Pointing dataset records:
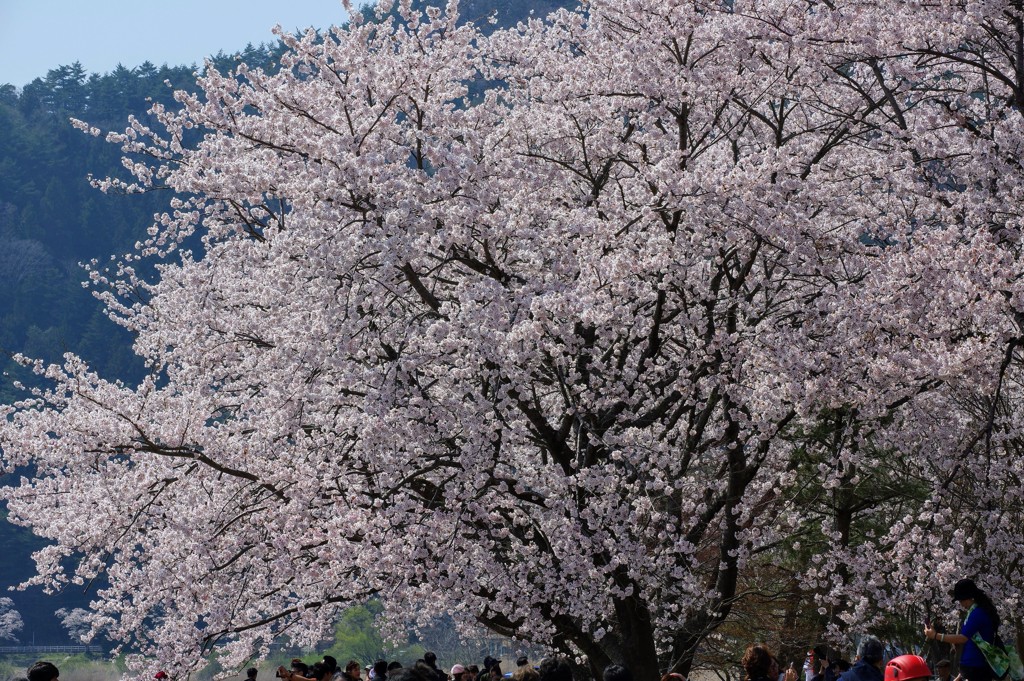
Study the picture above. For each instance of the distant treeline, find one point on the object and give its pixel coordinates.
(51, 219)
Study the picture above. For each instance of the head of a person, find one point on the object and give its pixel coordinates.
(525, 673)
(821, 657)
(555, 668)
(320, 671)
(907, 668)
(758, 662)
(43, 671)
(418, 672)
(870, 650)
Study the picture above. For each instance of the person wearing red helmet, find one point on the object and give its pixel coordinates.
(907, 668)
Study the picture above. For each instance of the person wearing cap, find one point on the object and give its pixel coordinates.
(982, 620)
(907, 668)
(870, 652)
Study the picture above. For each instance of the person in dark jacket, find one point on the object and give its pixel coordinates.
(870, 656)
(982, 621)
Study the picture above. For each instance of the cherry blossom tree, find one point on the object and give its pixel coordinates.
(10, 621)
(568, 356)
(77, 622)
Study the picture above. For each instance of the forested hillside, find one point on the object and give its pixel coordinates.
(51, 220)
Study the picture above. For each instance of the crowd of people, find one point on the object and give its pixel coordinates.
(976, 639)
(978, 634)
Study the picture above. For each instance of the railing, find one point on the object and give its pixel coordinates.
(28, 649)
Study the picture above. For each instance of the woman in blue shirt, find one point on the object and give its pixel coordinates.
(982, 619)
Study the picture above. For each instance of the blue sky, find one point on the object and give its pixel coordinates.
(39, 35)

--

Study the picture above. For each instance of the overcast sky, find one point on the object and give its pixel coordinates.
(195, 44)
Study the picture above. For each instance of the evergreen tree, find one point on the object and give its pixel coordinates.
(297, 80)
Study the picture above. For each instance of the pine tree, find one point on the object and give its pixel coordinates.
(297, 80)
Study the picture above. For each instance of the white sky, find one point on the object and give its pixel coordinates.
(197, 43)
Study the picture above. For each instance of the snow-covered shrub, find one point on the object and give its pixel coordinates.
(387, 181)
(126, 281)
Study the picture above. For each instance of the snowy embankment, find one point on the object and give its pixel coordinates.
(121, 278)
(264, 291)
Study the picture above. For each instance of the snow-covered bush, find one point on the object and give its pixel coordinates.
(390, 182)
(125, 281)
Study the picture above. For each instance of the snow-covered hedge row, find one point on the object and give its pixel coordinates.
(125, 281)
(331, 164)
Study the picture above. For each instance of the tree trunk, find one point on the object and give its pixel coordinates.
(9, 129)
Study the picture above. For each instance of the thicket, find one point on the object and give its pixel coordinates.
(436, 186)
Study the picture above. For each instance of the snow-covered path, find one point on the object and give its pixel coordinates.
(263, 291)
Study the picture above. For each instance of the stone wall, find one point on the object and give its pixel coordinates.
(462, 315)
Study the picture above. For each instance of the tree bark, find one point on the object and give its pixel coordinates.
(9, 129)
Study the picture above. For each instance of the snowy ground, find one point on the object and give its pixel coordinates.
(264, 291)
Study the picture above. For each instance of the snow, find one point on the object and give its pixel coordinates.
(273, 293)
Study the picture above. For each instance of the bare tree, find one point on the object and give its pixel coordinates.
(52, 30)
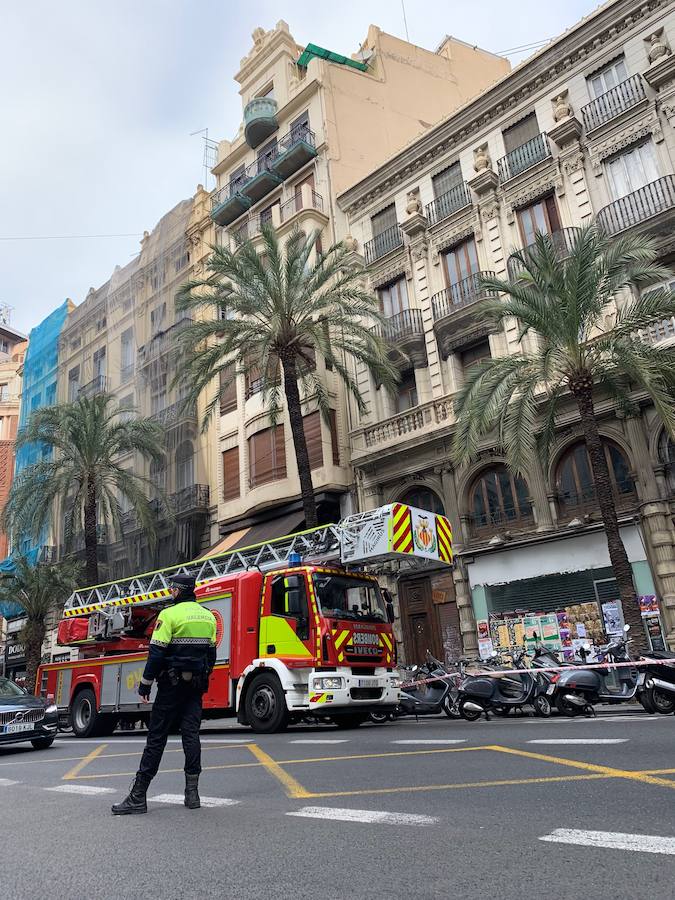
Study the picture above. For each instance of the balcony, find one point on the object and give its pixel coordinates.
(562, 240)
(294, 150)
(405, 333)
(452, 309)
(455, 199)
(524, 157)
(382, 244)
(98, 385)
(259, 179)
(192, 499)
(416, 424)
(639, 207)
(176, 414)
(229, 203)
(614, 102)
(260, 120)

---

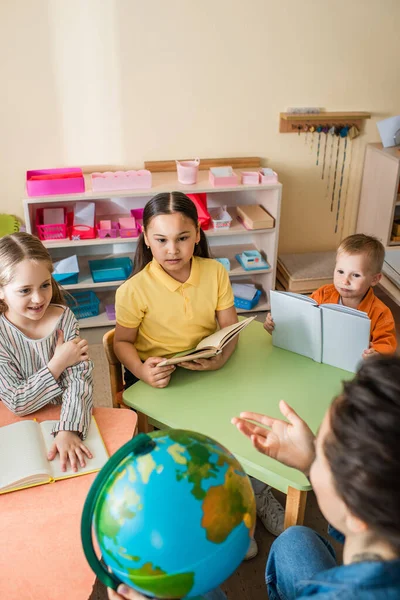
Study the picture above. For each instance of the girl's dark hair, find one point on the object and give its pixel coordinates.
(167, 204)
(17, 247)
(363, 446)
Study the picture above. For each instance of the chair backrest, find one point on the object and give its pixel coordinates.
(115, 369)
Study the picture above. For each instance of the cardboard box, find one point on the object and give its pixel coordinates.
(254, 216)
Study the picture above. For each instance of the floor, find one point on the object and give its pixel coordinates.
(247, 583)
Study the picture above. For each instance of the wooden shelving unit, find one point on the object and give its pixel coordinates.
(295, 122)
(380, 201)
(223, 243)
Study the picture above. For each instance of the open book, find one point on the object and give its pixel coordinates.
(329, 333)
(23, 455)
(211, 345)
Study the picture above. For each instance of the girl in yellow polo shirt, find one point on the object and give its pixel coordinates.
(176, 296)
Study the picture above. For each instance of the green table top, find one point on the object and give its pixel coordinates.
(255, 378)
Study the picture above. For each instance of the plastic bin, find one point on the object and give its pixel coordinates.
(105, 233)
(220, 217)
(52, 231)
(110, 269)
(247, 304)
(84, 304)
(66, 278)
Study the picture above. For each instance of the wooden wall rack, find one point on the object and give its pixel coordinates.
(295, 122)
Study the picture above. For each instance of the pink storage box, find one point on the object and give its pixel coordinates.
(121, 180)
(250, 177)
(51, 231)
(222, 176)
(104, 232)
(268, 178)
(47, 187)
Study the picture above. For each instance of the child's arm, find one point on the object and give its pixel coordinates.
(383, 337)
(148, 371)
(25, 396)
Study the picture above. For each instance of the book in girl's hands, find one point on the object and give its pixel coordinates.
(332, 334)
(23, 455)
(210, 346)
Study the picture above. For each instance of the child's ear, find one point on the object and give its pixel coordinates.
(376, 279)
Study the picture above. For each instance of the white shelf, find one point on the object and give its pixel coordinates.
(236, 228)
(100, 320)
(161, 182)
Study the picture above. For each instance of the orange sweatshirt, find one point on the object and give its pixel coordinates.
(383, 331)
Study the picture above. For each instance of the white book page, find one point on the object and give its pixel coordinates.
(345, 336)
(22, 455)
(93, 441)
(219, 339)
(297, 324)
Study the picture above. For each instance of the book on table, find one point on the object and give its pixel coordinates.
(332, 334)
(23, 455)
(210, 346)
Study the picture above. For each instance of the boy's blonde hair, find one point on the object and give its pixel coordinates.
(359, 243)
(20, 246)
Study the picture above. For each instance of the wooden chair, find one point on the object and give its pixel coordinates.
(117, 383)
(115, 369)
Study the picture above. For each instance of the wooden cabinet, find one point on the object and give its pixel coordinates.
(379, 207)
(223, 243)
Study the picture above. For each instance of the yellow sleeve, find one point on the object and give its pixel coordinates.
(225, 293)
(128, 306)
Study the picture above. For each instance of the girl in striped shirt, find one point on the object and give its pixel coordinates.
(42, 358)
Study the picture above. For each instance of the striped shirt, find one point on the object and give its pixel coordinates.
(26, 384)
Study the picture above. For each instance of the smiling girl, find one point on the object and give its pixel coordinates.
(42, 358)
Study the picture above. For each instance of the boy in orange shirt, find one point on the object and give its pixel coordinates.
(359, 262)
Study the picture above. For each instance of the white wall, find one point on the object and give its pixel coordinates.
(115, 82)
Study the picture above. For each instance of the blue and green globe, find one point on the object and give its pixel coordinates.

__Prompt__.
Output the lines as a Markdown table with columns named Row and Line, starting at the line that contains "Study the picture above. For each instance of the orange" and ending at the line that contains "Study the picture above. For each instance of the blue and". Number the rows in the Row column and skip any blank lines.

__The output__.
| Row | Line |
|---|---|
| 1 | Study the picture above. For each instance of the orange sweatshirt, find one point on the object and give its pixel coordinates. |
| 2 | (383, 331) |
| 3 | Study the picture above. For each instance of the white book page, find one point on the object and give its pixel coordinates. |
| 4 | (345, 336) |
| 5 | (22, 455) |
| 6 | (93, 441) |
| 7 | (219, 339) |
| 8 | (297, 324) |
| 9 | Study the picture above. For each instance of the book on table, find one point on the object and give its pixel coordinates. |
| 10 | (332, 334) |
| 11 | (23, 455) |
| 12 | (210, 346) |
| 13 | Study the picture above. For each instance of the boy's blonde hair, find one point on the object and give its pixel coordinates. |
| 14 | (359, 243) |
| 15 | (20, 246) |
| 16 | Study the picture above. For each instance of the wooden chair, find one point on the object and give its pixel coordinates. |
| 17 | (117, 383) |
| 18 | (115, 369) |
| 19 | Study the picture above. For each instance of the wooden cabinet, find one point on the object and give its pixel coordinates. |
| 20 | (379, 207) |
| 21 | (223, 243) |
| 22 | Study the picture above. For each instance of the yellow sleeve, find one point on the object and give its pixel coordinates. |
| 23 | (225, 293) |
| 24 | (128, 306) |
| 25 | Study the picture above. For each instance of the girl in striped shirt, find one point on the object and give its pixel coordinates. |
| 26 | (42, 358) |
| 27 | Study the picture above. For each instance of the striped shirt, find one point on the object and give its pixel coordinates. |
| 28 | (26, 384) |
| 29 | Study the picture above. For each instance of the smiling girl, find one point on the object and give its pixel coordinates. |
| 30 | (42, 358) |
| 31 | Study the picture above. For each instance of the boy in orange shirt, find one point on the object and give its pixel coordinates. |
| 32 | (359, 262) |
| 33 | Study the picture above. For each instance of the white wall, find one point on the object and give its pixel coordinates. |
| 34 | (115, 82) |
| 35 | Study the picture above. For each instance of the blue and green globe, find one point on the object and give its pixel coordinates. |